## TEXT BLOCK:
*** Begin section ***
Last Updated: February 14, 2020.

During 2010 to 2017, there were 5,009 travel-associated and 378 locally acquired confirmed or probable dengue virus cases in the United States, according to research published in the Feb. 14 issue of the U.S. Centers for Disease Control and Prevention Morbidity and Mortality Weekly Report.

FRIDAY, Feb. 14, 2020 (HealthDay News) -- During 2010 to 2017, there were 5,009 travel-associated and 378 locally acquired confirmed or probable dengue virus cases in the United States, according to research published in the Feb. 14 issue of the U.S. Centers for Disease Control and Prevention Morbidity and Mortality Weekly Report.

Aidsa Rivera, from the CDC in San Juan, Puerto Rico, and colleagues analyzed cases reported from the 50 states and District of Columbia to the national arboviral surveillance system (ArboNET) to describe trends in travel-associated and locally acquired dengue cases in the United States.
*** End section ***
## PROBLEM STATEMENT:
In the dengue report, replace "colleagues" with "coworkers" and write out the passage starting with "FRIDAY, Feb. 14, 2020" and going on through "the United States.".

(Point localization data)
*** Begin section ***
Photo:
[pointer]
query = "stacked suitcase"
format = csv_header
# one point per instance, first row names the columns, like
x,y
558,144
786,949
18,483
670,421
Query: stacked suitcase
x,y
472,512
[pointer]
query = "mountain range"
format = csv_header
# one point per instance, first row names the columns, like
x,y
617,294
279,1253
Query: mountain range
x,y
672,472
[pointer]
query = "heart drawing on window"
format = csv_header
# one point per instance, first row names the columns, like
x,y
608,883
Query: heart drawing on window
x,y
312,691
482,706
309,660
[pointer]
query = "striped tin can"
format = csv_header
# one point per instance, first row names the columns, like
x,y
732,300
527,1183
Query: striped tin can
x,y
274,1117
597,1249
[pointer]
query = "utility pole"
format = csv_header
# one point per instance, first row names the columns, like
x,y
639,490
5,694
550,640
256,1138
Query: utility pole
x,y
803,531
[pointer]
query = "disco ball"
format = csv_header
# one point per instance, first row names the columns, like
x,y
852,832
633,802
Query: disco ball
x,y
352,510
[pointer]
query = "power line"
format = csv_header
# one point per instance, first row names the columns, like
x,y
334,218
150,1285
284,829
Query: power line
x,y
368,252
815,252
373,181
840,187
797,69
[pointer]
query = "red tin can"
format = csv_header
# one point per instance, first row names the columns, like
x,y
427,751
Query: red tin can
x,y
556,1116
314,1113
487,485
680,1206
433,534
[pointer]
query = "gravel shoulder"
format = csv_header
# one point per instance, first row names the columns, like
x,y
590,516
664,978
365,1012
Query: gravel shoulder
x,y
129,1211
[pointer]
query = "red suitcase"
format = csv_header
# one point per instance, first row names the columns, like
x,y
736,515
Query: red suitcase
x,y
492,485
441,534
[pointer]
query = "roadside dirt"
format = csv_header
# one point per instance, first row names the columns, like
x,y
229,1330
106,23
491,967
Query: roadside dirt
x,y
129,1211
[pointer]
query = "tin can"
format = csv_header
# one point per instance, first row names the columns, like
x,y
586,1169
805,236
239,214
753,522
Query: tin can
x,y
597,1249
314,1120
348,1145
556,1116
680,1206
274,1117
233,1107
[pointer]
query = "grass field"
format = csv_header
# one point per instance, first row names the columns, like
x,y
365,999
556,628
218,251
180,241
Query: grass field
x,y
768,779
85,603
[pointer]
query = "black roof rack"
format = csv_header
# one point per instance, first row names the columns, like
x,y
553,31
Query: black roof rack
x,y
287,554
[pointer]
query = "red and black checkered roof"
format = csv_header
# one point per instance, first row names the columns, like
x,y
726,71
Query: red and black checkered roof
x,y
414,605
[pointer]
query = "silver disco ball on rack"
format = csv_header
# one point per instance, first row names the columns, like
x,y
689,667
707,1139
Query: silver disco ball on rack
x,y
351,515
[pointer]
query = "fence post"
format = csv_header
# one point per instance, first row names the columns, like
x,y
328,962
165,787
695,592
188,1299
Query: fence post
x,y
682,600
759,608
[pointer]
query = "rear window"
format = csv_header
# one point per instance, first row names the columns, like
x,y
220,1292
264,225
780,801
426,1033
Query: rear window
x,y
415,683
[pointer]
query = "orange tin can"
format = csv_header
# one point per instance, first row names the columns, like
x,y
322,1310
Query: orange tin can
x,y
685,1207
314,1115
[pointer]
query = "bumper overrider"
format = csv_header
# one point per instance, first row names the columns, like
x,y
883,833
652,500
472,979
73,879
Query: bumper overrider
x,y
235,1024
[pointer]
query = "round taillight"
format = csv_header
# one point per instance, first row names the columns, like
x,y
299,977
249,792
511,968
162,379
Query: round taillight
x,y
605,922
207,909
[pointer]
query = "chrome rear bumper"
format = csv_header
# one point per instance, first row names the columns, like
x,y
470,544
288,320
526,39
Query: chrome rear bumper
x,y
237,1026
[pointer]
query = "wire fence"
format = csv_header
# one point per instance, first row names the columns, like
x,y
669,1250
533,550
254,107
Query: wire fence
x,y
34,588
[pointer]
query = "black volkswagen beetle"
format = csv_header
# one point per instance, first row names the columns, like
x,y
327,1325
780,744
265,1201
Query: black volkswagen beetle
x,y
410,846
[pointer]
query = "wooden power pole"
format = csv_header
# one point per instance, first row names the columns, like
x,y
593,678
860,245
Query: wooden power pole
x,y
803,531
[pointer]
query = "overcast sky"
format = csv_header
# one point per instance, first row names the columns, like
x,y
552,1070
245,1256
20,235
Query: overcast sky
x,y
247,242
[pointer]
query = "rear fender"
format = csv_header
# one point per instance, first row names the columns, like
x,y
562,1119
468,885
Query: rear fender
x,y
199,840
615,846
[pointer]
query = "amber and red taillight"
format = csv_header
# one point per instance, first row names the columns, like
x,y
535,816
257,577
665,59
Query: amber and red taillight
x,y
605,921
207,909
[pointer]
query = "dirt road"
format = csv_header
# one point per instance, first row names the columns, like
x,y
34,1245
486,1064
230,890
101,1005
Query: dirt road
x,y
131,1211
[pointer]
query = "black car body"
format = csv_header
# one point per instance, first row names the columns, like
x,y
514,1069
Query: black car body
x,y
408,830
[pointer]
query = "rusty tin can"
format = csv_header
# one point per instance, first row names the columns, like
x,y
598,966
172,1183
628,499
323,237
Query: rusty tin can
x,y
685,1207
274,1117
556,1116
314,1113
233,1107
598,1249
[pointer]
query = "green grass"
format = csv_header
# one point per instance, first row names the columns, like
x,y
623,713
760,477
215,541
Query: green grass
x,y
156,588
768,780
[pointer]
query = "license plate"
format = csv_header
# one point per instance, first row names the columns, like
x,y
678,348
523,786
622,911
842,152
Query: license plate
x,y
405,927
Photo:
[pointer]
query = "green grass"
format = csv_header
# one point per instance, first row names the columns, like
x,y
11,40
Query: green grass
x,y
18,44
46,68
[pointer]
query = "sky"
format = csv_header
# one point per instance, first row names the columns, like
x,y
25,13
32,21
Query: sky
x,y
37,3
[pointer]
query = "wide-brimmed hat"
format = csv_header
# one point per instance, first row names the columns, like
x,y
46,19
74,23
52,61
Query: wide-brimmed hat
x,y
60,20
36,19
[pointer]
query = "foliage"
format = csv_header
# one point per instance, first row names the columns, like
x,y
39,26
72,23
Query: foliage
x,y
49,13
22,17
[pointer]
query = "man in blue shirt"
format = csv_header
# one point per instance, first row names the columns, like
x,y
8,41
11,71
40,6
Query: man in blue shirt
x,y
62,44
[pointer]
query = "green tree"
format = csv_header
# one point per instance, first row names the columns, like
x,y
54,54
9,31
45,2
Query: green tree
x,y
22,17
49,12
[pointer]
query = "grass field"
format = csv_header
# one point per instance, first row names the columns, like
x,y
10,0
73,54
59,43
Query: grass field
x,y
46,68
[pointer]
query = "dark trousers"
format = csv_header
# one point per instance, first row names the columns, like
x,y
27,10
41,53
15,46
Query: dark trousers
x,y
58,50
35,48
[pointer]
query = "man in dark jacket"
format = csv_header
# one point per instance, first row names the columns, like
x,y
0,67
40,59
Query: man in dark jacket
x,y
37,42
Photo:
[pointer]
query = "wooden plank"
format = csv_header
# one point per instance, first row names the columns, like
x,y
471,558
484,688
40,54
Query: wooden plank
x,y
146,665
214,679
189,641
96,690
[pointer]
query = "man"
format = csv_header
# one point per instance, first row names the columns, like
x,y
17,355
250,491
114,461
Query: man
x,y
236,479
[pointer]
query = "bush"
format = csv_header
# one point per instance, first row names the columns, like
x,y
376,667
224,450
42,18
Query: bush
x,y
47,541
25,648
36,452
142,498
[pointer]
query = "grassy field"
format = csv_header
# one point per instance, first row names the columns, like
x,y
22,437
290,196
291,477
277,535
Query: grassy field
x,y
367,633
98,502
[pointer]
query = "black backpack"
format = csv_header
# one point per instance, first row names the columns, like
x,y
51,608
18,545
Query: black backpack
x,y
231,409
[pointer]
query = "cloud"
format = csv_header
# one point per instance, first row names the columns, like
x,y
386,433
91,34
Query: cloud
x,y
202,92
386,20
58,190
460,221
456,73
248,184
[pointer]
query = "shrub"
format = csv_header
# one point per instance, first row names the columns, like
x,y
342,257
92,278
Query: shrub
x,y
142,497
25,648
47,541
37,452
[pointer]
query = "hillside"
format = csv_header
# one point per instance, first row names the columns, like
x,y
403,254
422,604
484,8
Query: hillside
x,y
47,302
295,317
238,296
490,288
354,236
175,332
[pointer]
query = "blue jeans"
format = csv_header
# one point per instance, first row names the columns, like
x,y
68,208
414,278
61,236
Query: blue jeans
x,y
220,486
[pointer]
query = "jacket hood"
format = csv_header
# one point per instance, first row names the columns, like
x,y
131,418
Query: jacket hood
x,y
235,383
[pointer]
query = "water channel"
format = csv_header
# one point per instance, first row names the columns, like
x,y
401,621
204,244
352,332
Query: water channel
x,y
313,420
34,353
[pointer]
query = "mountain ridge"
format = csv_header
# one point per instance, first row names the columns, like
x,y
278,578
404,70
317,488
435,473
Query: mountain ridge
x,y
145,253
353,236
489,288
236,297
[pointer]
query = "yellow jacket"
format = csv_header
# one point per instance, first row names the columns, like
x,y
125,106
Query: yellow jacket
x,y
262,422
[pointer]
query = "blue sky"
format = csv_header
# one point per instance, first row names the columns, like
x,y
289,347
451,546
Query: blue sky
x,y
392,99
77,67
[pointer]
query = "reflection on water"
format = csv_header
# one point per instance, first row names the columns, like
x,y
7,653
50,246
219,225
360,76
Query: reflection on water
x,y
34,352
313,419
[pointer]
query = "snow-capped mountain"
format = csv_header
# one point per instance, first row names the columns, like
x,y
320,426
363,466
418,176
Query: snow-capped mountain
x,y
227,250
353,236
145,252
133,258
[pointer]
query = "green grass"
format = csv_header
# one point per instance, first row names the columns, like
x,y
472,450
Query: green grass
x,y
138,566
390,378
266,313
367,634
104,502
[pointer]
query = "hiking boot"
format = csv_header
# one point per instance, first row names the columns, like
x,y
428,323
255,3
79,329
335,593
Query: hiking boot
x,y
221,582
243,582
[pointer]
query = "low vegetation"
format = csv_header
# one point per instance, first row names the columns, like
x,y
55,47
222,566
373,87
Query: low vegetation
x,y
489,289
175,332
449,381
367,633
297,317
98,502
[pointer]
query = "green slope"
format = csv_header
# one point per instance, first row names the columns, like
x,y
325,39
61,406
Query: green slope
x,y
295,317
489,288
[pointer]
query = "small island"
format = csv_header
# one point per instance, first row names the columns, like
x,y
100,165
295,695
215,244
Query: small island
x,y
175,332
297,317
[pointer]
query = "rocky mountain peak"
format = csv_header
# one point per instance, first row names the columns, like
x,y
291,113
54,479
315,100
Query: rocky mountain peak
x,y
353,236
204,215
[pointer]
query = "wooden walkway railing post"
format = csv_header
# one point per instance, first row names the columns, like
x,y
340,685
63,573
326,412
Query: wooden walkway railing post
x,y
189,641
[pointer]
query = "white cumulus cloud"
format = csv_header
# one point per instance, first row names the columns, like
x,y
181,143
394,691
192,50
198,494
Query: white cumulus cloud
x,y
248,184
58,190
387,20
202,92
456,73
*** End section ***
## EXERCISE SOLUTION:
FRIDAY, Feb. 14, 2020 (HealthDay News) -- During 2010 to 2017, there were 5,009 travel-associated and 378 locally acquired confirmed or probable dengue virus cases in the United States, according to research published in the Feb. 14 issue of the U.S. Centers for Disease Control and Prevention Morbidity and Mortality Weekly Report.

Aidsa Rivera, from the CDC in San Juan, Puerto Rico, and coworkers analyzed cases reported from the 50 states and District of Columbia to the national arboviral surveillance system (ArboNET) to describe trends in travel-associated and locally acquired dengue cases in the United States.